Deborah Davis, the author of Katharine the Great, also believes that Deep Throat was a senior official of the CIA. Her candidate is Richard Ober, the head of Operation Chaos. Ober was given an office in the White House and worked closely with Richard Nixon, H. R. Haldeman and John Ehrlichman during this period. Davis later told me that her source was a senior figure at the CIA (I had suggested to her that the source might have been Carl Bernstein).

Leonard Garment, Nixon's special counsel, later wrote the book, In Search of Deep Throat (2002). Garment came to the conclusion that Deep Throat was fellow presidential lawyer John Sears.

James Mann, a former colleague of Woodward's at the Washington Post, argued in an article in the Atlantic Monthly that was published in 1992 that Mark Felt was Deep Throat. This view was supported by Ronald Kessler (The Bureau: The Secret History of the FBI). Nora Ephron, the former wife of Carl Bernstein, has been claiming for several years that Felt was Deep Throat.

Bob Woodward promised Deep Throat that he would never reveal the man's position with the government, nor would he ever quote him, even anonymously, in his articles. Woodward also promised not to tell anyone else the identity of his source. Woodward did not keep these promises. He gave the name of Deep Throat to both Ben Bradlee and Carl Bernstein. He also quoted him in his book, All the President's Men.

The best way to identify Deep Throat is to take a close look at what he told Bob Woodward. The initial information suggested that his source was someone involved in the FBI investigation of the Watergate break-in. However, Jim Hougan (Secret Agenda) argues that Deep Throat was unlikely to have been a member of the agency. He points out that Deep Throat did not tell Woodward about the role played by Alfred Baldwin in the Watergate break-in. This was first revealed by a press conference held by the Democratic Party in September.

Hougan suggests that the only reason Deep Throat did not pass this important information to Woodward was that he did not know about it. If that is the case Deep Throat was not from the FBI (L. Patrick Gray or Mark Felt). Nor could he have been one of Nixon's aides who all knew about Baldwin's key role in the break-in (John Dean, H. R. Haldeman, John Ehrlichman, Charles Colson, John N. Mitchell, Jeb Magruder, Egil Krogh and Frederick LaRue).

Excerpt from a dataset

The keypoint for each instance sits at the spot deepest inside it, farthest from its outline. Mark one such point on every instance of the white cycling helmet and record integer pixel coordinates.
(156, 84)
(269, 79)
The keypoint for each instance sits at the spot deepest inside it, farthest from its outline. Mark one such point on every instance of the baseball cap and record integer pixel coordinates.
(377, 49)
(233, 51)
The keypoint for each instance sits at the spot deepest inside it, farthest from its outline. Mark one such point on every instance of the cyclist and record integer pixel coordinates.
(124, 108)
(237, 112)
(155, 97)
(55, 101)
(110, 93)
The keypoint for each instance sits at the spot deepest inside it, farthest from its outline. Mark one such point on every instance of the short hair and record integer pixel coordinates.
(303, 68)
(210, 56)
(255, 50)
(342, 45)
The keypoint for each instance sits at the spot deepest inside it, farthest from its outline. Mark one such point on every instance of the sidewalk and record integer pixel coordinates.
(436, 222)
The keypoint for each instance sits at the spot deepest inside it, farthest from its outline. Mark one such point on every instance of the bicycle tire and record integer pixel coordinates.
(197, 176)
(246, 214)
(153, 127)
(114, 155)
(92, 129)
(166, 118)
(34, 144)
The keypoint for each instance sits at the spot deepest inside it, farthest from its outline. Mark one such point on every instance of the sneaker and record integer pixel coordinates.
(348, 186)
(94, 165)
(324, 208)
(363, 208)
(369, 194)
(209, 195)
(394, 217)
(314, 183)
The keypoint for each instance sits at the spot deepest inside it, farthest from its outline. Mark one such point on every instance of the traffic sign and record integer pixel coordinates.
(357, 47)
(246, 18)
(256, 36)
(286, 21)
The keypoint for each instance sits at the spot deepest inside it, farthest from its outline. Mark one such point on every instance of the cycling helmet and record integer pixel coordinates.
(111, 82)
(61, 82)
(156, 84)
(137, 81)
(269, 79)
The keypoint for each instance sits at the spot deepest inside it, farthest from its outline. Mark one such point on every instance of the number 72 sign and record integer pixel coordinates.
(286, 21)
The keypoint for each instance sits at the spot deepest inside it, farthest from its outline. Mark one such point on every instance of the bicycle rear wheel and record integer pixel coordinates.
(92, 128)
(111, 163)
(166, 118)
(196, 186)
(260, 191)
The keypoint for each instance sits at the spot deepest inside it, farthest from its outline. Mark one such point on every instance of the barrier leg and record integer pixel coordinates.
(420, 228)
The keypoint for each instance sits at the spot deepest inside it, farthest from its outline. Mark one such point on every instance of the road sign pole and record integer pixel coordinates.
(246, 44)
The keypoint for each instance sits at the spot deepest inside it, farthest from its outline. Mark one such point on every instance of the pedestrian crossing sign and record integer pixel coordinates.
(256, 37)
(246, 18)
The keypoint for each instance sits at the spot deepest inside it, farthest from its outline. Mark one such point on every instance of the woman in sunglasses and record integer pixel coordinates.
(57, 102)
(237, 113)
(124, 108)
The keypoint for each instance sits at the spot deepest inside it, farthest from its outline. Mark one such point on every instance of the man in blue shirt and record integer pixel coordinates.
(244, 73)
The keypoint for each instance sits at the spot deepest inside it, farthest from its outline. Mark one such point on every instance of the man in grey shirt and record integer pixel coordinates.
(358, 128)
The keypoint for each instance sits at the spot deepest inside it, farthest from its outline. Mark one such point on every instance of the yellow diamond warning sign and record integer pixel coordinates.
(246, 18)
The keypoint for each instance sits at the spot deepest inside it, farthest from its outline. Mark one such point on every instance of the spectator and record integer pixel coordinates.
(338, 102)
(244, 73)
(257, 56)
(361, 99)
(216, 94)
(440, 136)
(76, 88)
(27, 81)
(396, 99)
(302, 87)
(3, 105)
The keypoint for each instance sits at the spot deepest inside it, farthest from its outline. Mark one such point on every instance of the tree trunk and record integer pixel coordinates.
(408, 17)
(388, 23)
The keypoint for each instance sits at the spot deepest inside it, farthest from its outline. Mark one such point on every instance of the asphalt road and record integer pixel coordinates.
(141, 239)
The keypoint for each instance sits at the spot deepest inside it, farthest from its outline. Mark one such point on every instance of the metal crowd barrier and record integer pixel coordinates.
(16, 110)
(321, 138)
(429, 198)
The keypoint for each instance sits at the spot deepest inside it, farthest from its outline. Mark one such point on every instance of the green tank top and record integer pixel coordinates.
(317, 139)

- [Stated exercise 1]
Answer these questions using the passage on Deep Throat:
(a) Whom does Deborah Davis name as her candidate for Deep Throat?
(b) Which presidential lawyer did Leonard Garment conclude was Deep Throat?
(c) To which two people did Bob Woodward give the name of Deep Throat?
- [Stated exercise 2] Duplicate the passage on Deep Throat from "James Mann, a" to "that Felt was Deep Throat.".
- [Stated exercise 3] Go on with the passage on Deep Throat from the point where it stops.

- [Final answer 1]
(a) Richard Ober, the head of Operation Chaos.
(b) John Sears.
(c) Ben Bradlee and Carl Bernstein.

- [Final answer 2]
James Mann, a former colleague of Woodward's at the Washington Post, argued in an article in the Atlantic Monthly that was published in 1992 that Mark Felt was Deep Throat. This view was supported by Ronald Kessler (The Bureau: The Secret History of the FBI). Nora Ephron, the former wife of Carl Bernstein, has been claiming for several years that Felt was Deep Throat.

- [Final answer 3]
Another clue to the identity of Deep Throat comes from Barry Sussman, Woodward's editor at Washington Post. In his book, The Great Cover-Up, Sussman claims that Woodward first made use of Deep Throat when writing about how Arthur Bremer attempted to kill George Wallace on 15th May, 1972. This suggests that his informant was working in a senior position in the FBI.

In April, 1982, John Dean met Bob Woodward at a conference being held at the University of Massachusetts. Although Woodward refused to identify Deep Throat it was possible for Dean to work out that he was someone working in the White House.

According to Woodward it was Deep Throat who first suggested that Alexander P. Butterfield could be an important figure in the investigation. In May, 1973, Woodward told a member of the Senate Watergate Committee (undoubtedly his friend, Scott Armstrong) that Butterfield should be interviewed.

On 25th June, 1973, John Dean testified that at a meeting with Richard Nixon on 15th April, the president had remarked that he had probably been foolish to have discussed his attempts to get clemency for E. Howard Hunt with Charles Colson. Dean concluded from this that Nixon's office might be bugged. On Friday, 13th July, Butterfield appeared before the committee and was asked about if he knew whether Nixon was recording meetings he was having in the White House. Butterfield reluctantly admitted details of the tape system which monitored Nixon's conversations.

In Lost Honor John Dean concludes that it was Deep Throat had told Woodward about Nixon's taping system that had been installed by Alexander P. Butterfield. This was the best-kept secret in the White House with only a few people knowing about its existence.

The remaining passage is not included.